BEGIN

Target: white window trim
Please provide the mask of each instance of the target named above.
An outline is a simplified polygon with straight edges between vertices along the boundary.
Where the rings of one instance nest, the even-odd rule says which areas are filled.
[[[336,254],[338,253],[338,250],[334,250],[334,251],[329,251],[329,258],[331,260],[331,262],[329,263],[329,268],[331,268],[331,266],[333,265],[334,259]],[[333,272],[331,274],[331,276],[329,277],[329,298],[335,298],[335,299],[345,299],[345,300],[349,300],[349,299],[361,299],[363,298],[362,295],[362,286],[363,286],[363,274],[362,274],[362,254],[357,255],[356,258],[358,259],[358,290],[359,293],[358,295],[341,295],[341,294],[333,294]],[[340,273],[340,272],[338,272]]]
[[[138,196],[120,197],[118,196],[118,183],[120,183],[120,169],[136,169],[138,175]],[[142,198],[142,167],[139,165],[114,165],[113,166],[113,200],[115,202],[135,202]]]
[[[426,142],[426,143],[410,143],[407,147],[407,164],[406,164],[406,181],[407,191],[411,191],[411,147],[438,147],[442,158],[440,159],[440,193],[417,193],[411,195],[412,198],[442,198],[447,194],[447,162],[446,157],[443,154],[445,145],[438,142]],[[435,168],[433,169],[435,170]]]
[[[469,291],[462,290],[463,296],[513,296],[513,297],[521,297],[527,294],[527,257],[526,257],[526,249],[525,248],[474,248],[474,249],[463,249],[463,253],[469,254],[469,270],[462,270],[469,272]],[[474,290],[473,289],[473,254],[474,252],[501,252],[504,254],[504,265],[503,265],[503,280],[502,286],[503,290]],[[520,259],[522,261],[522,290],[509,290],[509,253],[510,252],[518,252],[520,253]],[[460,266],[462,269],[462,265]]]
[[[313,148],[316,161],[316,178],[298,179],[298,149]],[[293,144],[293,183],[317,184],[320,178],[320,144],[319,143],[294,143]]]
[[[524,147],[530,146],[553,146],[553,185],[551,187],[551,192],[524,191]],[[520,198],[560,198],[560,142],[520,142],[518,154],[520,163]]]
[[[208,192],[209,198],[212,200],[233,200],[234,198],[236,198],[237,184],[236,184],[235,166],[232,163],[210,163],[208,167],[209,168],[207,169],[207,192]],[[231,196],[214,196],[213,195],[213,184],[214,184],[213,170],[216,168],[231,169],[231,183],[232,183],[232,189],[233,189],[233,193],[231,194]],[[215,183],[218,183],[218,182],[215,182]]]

END

Reproduce the entries exactly, starting at their first line and stopping after the line with "An outline is".

Target: white window trim
Please provide the mask of each instance of the target named above.
An outline is a simplified polygon with straight edges between vertices along the boundary.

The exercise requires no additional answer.